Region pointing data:
--------------------------------

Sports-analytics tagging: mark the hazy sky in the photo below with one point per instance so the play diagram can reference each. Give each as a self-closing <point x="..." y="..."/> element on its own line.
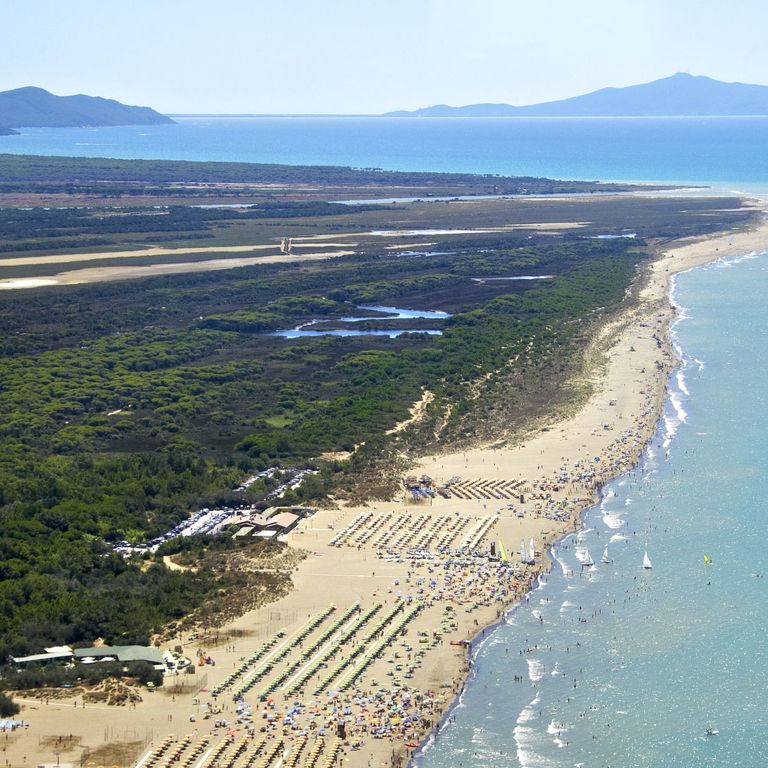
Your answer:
<point x="369" y="56"/>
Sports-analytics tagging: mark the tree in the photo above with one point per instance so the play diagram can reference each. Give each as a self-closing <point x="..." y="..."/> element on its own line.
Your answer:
<point x="8" y="707"/>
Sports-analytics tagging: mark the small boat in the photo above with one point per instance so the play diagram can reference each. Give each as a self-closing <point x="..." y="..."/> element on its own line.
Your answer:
<point x="585" y="558"/>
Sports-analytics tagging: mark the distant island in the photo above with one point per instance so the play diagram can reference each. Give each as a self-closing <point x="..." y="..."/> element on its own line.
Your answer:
<point x="37" y="108"/>
<point x="680" y="95"/>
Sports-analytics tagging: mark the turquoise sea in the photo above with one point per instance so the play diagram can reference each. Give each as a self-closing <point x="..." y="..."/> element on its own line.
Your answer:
<point x="619" y="667"/>
<point x="624" y="667"/>
<point x="726" y="151"/>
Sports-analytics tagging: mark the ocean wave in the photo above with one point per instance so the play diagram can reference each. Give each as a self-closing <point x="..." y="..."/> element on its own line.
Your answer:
<point x="528" y="712"/>
<point x="612" y="520"/>
<point x="555" y="729"/>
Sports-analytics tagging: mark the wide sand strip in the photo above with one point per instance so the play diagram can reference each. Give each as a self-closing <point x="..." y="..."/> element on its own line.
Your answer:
<point x="554" y="468"/>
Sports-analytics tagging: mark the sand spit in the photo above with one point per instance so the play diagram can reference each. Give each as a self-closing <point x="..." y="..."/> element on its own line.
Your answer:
<point x="531" y="488"/>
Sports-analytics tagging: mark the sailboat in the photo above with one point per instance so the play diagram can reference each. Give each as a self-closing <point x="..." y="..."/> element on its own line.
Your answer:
<point x="585" y="559"/>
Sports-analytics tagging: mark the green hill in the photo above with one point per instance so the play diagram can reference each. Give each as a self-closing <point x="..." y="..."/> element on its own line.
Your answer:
<point x="37" y="108"/>
<point x="680" y="95"/>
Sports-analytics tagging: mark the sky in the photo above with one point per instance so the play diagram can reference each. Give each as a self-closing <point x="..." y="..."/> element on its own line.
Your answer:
<point x="369" y="56"/>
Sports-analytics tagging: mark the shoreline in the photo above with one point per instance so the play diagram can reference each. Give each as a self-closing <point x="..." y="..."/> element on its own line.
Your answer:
<point x="696" y="251"/>
<point x="622" y="363"/>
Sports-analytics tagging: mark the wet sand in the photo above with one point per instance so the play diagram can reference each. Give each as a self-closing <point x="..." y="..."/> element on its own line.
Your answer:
<point x="554" y="468"/>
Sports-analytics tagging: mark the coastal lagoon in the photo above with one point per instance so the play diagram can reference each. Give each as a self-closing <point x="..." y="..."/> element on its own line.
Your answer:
<point x="719" y="151"/>
<point x="614" y="665"/>
<point x="611" y="665"/>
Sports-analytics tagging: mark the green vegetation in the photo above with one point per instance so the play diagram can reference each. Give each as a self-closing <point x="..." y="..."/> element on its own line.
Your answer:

--------------------------------

Task details: Find the word "green" in the entries. Copy each line that holds it.

Result:
Sports-analytics tagging: mark the green hill in the photo above with one point per instance so the play diagram can reference each. Give each as a self-closing <point x="..." y="..."/> element on its own line.
Sports-analytics tagging: mark the green vegetation in the photo above with one point per instance so the play diagram can reference each. Give each as a self-closing <point x="..." y="..."/> element on its own line.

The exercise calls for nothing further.